Extracted data entries:
Start of Block
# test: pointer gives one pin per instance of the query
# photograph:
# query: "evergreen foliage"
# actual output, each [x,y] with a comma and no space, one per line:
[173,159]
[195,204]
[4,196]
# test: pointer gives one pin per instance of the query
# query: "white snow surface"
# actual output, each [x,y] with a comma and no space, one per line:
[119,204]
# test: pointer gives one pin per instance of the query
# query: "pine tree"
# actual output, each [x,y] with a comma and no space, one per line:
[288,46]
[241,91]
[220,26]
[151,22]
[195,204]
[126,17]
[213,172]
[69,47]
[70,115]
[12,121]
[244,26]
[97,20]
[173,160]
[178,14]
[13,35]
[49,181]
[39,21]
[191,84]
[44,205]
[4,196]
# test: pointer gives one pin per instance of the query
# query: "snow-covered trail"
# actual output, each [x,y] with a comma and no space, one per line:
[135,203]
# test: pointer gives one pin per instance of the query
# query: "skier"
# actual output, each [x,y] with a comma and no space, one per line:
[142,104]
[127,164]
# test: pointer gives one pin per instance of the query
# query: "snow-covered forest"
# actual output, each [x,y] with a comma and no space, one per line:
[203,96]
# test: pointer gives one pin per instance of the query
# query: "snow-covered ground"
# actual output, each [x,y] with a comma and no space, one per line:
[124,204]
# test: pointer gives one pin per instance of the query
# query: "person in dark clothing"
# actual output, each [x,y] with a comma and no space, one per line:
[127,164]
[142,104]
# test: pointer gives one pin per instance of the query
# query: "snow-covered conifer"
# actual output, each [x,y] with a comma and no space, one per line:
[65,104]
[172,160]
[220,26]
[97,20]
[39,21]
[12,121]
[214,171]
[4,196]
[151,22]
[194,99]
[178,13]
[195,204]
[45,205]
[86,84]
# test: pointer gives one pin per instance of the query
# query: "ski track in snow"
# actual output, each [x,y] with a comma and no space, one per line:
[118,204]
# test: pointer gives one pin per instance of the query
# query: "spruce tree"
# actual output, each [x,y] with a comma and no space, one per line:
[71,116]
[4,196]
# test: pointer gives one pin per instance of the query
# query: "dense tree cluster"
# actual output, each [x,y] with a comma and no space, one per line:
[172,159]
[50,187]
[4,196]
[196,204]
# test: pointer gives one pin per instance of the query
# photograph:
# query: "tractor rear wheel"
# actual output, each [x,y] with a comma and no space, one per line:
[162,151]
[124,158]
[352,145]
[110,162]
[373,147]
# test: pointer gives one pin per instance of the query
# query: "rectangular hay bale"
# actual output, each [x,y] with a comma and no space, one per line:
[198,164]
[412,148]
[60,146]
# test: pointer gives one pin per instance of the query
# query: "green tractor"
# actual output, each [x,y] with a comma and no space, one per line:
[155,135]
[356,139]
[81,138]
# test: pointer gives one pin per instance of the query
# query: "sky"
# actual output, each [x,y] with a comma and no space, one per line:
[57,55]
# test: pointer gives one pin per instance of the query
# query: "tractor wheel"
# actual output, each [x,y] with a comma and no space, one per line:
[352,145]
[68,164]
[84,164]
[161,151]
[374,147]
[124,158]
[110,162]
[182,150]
End of Block
YOUR INSTRUCTIONS:
Show every line of the data that includes the string "tree".

ANSWER SECTION:
# query: "pine tree"
# query: "spruce tree"
# query: "dense tree cluster"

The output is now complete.